• _КОРОТКОЕ ЗАДАНИЕ_: Кто был наставником дона Педро в юности, согласно приведенному ниже отрывку о независимости Бразилии?

• _ФРАГМЕНТ ИСТОЧНИКА_:
Португальский народ не мог видеть без горести совершившегося освобождения принадлежавшей ему колонии. По причине сего освобождения иссякал главнейший источник богатств Португалии. Она возвращалась на прежнюю чреду свою второстепенных держав. Освобождение Бразилии в одно и то же время оскорбляло национальную гордость португальцев и наносило вред их выгодам. По сим причинам собранием Кортесов постановлено было в необходимость снова подвергнуть Бразилию игу метрополии или потерять доверие португальской нации.
Ослепленные народною гордостию португальские законодатели, вероятно, почли не нужным взглянуть на карту Бразилии. Определение их, лицемерное и вместе неблагоразумное, восстановило прежнюю колониальную систему. Оно произнесло анафему и королевству Бразильскому и новому принцу, коему Иоанн VI вверил правление Бразилией но предписанию Кортесов. Дон Педро[5], уже супруг и отец семейства, должен был возвратиться в Европу, чтобы путешествовать под надзором наставника и читать с ним книгу о «Должностях» Цицерона или «Приключения Телемаха».
Оскорбление, общее и принцу и бразильцам, сблизило их между собою. Дон Педро не захотел повиноваться лисабонским законодателям; бразильцы признали его своей главою, выгнали португальских солдат и провозгласили свою независимость.
Новый государь обширной Бразильской империя имел 22 года от рождения. В юности был у него наставником достойный человек, датчанин Родемахер[6]. Но испорченный двор Иоанна VI смотрел с равным предубеждением на ученость и добродетели.

• _ФРАГМЕНТЫ ДАННЫХ_:
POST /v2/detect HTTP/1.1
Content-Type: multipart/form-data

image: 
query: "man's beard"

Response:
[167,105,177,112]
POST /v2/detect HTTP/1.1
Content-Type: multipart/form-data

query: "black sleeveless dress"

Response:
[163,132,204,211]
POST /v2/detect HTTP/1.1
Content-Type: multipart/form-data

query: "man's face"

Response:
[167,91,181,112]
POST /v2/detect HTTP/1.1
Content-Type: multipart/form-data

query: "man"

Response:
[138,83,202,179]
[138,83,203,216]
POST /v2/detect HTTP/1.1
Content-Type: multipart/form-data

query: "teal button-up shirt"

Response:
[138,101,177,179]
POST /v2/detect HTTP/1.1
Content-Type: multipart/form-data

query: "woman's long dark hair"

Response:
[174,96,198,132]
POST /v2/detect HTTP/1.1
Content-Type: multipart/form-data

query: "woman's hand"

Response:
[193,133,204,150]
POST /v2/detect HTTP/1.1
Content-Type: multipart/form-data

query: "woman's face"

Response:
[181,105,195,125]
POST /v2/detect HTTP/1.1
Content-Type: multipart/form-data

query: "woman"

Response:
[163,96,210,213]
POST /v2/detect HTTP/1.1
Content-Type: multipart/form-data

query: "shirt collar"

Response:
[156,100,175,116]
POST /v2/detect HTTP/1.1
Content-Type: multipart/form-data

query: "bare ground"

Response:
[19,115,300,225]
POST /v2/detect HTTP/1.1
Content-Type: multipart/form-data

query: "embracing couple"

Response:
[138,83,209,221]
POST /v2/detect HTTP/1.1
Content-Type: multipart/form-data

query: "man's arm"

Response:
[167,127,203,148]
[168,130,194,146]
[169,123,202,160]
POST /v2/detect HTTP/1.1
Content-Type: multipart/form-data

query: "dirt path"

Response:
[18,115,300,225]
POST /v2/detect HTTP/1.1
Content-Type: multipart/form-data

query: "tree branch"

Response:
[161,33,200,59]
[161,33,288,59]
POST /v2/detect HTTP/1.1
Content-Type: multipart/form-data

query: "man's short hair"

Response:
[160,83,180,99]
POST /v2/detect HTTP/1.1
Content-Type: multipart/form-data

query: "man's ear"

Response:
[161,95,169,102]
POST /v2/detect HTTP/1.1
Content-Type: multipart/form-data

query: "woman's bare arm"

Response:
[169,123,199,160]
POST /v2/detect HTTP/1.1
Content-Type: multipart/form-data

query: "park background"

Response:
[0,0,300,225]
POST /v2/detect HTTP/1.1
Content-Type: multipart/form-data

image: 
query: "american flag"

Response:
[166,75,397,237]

• _ОТВЕТ НА ЗАДАНИЕ_: Датчанин Родемахер.